_Exercise requirements_
Return each of the items below word for word, changing nothing and leaving none out.

(Items from a dataset)
###

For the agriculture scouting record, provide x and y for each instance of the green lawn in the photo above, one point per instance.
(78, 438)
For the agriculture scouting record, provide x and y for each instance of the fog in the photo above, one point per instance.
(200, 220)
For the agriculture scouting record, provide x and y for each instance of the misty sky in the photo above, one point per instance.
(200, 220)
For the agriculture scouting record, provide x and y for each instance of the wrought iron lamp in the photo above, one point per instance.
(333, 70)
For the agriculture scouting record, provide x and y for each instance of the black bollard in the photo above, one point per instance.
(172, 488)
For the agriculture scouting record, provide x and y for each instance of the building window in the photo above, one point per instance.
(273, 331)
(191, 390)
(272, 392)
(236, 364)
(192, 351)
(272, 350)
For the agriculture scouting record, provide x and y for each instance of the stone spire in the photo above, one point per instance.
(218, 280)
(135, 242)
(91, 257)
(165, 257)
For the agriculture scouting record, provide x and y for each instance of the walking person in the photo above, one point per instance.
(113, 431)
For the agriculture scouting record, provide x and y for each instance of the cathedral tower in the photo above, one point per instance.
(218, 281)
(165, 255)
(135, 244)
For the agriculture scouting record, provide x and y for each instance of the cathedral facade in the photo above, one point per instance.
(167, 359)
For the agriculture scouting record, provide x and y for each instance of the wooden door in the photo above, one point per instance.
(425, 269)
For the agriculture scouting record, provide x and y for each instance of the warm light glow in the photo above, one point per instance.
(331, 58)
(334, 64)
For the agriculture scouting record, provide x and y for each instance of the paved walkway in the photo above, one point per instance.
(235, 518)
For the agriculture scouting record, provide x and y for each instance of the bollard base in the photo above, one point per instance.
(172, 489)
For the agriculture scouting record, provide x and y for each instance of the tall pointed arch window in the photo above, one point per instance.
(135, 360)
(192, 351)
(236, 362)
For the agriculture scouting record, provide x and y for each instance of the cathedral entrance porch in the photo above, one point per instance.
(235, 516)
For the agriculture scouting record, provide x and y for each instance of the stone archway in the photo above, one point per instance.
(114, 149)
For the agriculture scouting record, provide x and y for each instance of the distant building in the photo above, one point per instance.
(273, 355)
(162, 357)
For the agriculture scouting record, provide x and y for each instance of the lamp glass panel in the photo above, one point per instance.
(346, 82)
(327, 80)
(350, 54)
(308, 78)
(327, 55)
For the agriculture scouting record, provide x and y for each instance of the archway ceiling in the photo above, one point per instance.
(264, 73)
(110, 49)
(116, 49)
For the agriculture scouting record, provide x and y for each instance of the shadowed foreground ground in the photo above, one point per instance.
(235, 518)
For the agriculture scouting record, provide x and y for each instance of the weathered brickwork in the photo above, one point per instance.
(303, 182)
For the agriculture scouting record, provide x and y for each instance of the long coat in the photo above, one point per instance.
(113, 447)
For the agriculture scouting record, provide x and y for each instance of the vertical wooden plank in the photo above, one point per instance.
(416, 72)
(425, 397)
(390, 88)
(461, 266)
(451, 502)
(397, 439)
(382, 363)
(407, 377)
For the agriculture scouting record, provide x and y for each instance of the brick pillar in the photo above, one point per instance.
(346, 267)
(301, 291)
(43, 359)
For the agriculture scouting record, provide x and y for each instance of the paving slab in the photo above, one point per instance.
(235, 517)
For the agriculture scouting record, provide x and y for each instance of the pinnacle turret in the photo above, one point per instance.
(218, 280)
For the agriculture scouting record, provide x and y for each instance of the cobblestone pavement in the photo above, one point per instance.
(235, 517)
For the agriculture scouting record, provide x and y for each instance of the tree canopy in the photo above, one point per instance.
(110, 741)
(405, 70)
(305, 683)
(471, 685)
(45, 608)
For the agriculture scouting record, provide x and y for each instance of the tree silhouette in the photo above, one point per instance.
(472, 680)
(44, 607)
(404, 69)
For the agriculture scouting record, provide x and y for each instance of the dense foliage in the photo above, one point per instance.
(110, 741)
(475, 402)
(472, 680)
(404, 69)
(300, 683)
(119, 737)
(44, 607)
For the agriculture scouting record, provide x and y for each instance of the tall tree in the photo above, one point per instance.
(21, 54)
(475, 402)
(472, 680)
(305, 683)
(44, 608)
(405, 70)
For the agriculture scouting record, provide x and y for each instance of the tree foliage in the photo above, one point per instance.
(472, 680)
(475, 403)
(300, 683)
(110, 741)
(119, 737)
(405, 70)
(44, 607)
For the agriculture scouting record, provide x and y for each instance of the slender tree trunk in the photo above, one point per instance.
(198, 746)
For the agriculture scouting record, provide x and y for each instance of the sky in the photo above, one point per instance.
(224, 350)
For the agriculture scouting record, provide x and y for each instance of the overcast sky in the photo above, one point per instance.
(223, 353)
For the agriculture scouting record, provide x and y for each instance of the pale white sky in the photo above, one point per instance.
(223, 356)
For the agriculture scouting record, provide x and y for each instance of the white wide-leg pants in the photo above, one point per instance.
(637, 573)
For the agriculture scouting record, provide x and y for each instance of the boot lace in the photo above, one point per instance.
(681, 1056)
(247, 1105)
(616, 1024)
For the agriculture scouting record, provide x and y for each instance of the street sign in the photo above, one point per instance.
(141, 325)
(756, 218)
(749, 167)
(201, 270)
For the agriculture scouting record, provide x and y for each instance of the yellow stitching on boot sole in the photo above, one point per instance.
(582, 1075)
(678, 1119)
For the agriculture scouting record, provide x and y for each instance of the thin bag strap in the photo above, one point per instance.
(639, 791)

###

_The solution_
For the agriculture scouting record, provide x and y for each instance of the green lawn in the photo above, one point per instance.
(78, 438)
For the agriculture scouting record, provide x and y for each instance of the fog in the photo above, one point per instance.
(200, 220)
For the agriculture scouting record, provide x and y for each instance of the misty sky in the photo above, one point per instance.
(200, 220)
For the agriculture scouting record, provide x and y for each instance of the wrought iron lamp in the photo above, one point per instance.
(333, 70)
For the agriculture scouting record, provide x and y for each instance of the black bollard in the photo above, one point per instance.
(172, 488)
For the agriculture scouting record, provide x and y for each instance of the building window in the photo above, one point per instance.
(273, 331)
(191, 390)
(272, 392)
(236, 364)
(192, 351)
(272, 350)
For the agriculture scouting record, provide x and y for each instance of the stone spire in the photo above, one point per instance.
(218, 280)
(135, 242)
(91, 257)
(165, 257)
For the agriculture scouting record, provide x and y for each instance of the walking person in the photo above, one point per instance.
(113, 431)
For the agriculture scouting record, provide x and y for each instance of the cathedral tower in the photo above, one point per instance.
(218, 281)
(165, 255)
(135, 244)
For the agriculture scouting record, provide x and y for each instance of the cathedral facade in the photo above, one point per instance.
(167, 359)
For the agriculture scouting record, provide x and y for each instance of the wooden door in the photo above, one point per instance.
(425, 269)
For the agriculture scouting record, provide x and y for each instance of the warm light glow in the photo above, one point per instance.
(331, 58)
(334, 64)
For the agriculture scouting record, provide x and y for each instance of the paved walkway in the photo above, one point per instance.
(235, 518)
For the agriculture scouting record, provide x and y for each instance of the bollard base in the photo above, one point per instance.
(172, 489)
For the agriculture scouting record, provide x and y for each instance of the tall pointed arch window in the photo above, one point per instance.
(135, 360)
(192, 351)
(236, 362)
For the agriculture scouting record, provide x and y for each instance of the cathedral entrance porch in the photo above, one point per instance.
(235, 516)
For the agriculture scouting record, provide x and y for each instance of the stone archway in the photo above, one point per instance.
(114, 149)
For the agriculture scouting record, provide x and y for each instance of the distant building in the photo above, one point per instance.
(273, 355)
(162, 357)
For the agriculture scouting record, provide x and y for each instance of the lamp glass panel in the photo above, one point per instance.
(346, 82)
(327, 80)
(350, 54)
(308, 78)
(327, 55)
For the agriculture scouting record, provide x and y for each instance of the archway ceiling in the photo above, one point per instance.
(264, 73)
(110, 49)
(116, 49)
For the agriculture scouting record, provide x and y for each instance of the shadowed foreground ground in the photo above, one point per instance.
(235, 518)
For the agriculture scouting record, provide x and y for each instance of the weathered brickwork in the photo above, one point per instance.
(303, 182)
For the agriculture scouting record, provide x and y for each instance of the long coat in the photo above, one point per instance.
(113, 447)
For the agriculture scouting record, provide x and y for each instance of the vertical wooden plank in the photo above, one point per instance.
(416, 72)
(425, 397)
(390, 88)
(461, 266)
(451, 502)
(397, 439)
(382, 363)
(407, 377)
For the agriculture scouting record, provide x and y for each instance of the brick pillar in the photo above, one point per instance.
(346, 267)
(301, 291)
(43, 359)
For the agriculture scouting record, provide x and y for each instance of the paving slab in the photo above, one point per instance.
(235, 517)
For the agriculture scouting record, provide x and y for each instance of the pinnacle turret in the photo above, one point per instance.
(218, 280)
For the agriculture scouting record, provide x and y for each instance of the cobblestone pavement in the photo above, one point per instance.
(235, 517)
For the agriculture scouting record, provide x and y for each instance of the tree canopy in the photo above, one point per instance.
(110, 741)
(405, 70)
(305, 683)
(471, 685)
(45, 608)
For the agriculture scouting record, provide x and y for each instance of the tree silhouette in the photo above, one point per instance.
(472, 680)
(44, 607)
(404, 69)
For the agriculture scouting record, provide x and y for each instance of the dense foliage in the photo above, one point per instance.
(110, 741)
(475, 402)
(472, 680)
(404, 69)
(300, 683)
(119, 737)
(44, 607)
For the agriculture scouting record, provide x and y for each instance of the tall tree in the photo above, one point per instance.
(21, 54)
(475, 402)
(472, 680)
(305, 683)
(44, 608)
(405, 70)
For the agriculture scouting record, provide x and y for each instance of the tree foliage in the photo above, one point per instance.
(472, 680)
(475, 403)
(300, 683)
(110, 741)
(119, 737)
(405, 70)
(44, 607)
For the agriculture scouting record, provide x and y for each instance of the slender tree trunk in the photo above, one point per instance.
(198, 746)
For the agriculture scouting record, provide x and y for each instance of the sky in the photo above, one point per instance.
(224, 350)
For the agriculture scouting record, provide x and y for each instance of the overcast sky in the photo above, one point per instance.
(223, 353)
For the agriculture scouting record, provide x and y for each instance of the pale white sky in the photo above, one point per instance.
(223, 356)
For the agriculture scouting record, provide x and y for each instance of the white wide-leg pants in the photo above, one point per instance.
(637, 573)
For the agriculture scouting record, provide x and y for each instance of the boot lace in the photo above, one point per instance.
(681, 1056)
(247, 1105)
(616, 1024)
For the agriculture scouting record, provide x and y for each instance of the street sign in the photo above, one point per instance.
(141, 325)
(756, 218)
(749, 167)
(201, 270)
For the agriculture scouting record, provide x and y for each instance of the yellow stitching on boot sole in the photo above, one point per instance.
(582, 1075)
(678, 1119)
For the agriculture scouting record, provide x and y for each instance of the thin bag strap in the photo above, one point per instance.
(639, 791)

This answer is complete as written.